> [REQUIRED WORK]: Copy out the records below verbatim, from the line with "Detect the rubbish" to the line with "[0,0,500,333]", including both of those lines and nothing more.
╭─ EXTRACTED ENTRIES
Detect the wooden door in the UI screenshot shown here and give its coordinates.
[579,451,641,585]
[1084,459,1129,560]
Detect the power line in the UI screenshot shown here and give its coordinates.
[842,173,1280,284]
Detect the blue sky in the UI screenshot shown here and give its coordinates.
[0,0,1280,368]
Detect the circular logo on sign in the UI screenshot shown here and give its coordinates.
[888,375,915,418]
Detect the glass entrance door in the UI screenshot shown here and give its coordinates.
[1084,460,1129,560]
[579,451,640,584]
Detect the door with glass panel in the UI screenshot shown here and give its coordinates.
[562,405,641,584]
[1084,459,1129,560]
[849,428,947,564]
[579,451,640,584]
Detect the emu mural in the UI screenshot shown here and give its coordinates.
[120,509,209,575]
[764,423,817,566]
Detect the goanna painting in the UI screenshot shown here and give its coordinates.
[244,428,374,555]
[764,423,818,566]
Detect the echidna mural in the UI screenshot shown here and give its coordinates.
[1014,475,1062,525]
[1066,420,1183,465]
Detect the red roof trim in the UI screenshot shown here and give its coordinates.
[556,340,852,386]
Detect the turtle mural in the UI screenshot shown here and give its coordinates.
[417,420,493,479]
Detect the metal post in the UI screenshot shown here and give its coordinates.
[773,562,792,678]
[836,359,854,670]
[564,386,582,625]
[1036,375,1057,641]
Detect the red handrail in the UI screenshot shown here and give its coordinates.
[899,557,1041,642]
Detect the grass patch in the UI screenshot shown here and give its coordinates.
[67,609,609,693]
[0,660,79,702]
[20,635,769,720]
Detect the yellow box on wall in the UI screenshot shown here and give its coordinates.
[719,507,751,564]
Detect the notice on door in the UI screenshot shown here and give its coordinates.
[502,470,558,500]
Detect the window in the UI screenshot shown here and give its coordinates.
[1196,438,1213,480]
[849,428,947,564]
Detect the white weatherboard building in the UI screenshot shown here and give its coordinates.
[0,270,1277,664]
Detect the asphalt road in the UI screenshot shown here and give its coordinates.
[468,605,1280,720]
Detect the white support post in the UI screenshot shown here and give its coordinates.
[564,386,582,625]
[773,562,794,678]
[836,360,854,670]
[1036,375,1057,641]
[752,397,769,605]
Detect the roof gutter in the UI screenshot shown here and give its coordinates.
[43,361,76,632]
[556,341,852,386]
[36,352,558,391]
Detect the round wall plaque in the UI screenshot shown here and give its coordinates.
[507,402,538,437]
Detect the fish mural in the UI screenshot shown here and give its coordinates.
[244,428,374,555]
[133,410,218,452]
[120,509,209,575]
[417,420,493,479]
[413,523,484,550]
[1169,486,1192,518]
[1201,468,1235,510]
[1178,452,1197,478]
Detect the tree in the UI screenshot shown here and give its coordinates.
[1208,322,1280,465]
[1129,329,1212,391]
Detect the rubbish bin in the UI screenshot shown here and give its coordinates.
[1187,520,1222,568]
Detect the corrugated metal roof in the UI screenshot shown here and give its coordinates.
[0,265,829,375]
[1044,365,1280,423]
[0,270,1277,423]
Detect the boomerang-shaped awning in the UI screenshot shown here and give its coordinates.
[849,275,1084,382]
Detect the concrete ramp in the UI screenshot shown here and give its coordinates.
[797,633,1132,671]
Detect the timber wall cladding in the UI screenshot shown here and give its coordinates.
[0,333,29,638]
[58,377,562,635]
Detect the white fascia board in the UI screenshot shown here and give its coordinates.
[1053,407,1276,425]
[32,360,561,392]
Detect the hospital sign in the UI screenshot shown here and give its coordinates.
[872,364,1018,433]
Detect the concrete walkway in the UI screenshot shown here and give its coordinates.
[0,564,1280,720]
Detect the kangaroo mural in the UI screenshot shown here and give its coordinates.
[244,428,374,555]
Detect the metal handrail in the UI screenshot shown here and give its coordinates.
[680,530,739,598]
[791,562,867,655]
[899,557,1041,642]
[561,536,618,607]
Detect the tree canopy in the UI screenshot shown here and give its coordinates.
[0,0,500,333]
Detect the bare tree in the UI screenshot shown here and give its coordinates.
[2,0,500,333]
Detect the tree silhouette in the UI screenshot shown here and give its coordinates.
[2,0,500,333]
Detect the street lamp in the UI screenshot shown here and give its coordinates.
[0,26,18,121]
╰─
> [PROBLEM SOLUTION]:
Detect the rubbish bin in the UI screenshot shown here and give its coordinates.
[1187,520,1222,568]
Detect the corrugated metal roof in the UI screenshot shown here and give its coordinates.
[0,265,829,375]
[1044,365,1280,423]
[0,270,1277,423]
Detect the boomerang-shaped awning in the UI screenshot shown here and give its coordinates.
[849,275,1084,382]
Detect the concrete ramp in the UI screenshot shown here and give its coordinates.
[797,633,1132,671]
Detect the timber wall cladding in the UI screenshot shown here and give its coordinates.
[0,333,29,638]
[58,377,562,635]
Detect the white fascia board in the UI screenshot shown here and give its coordinates.
[1053,407,1276,425]
[32,360,561,392]
Detect the hospital sign in the UI screenshot shown here and give its coordinates.
[872,364,1018,433]
Detect the concrete walkway in the UI screenshot shown here and give its coordinates.
[0,564,1280,720]
Detect the kangaroo mural in the UI screenshot shown here and give its coordinates.
[244,428,374,555]
Detect the metal handrail in the UI screenshot shown here and give its coordinates.
[680,530,739,598]
[791,562,867,655]
[899,557,1041,642]
[561,536,618,607]
Detect the tree canopy in the UI screenshot shown here and give its coordinates.
[0,0,500,333]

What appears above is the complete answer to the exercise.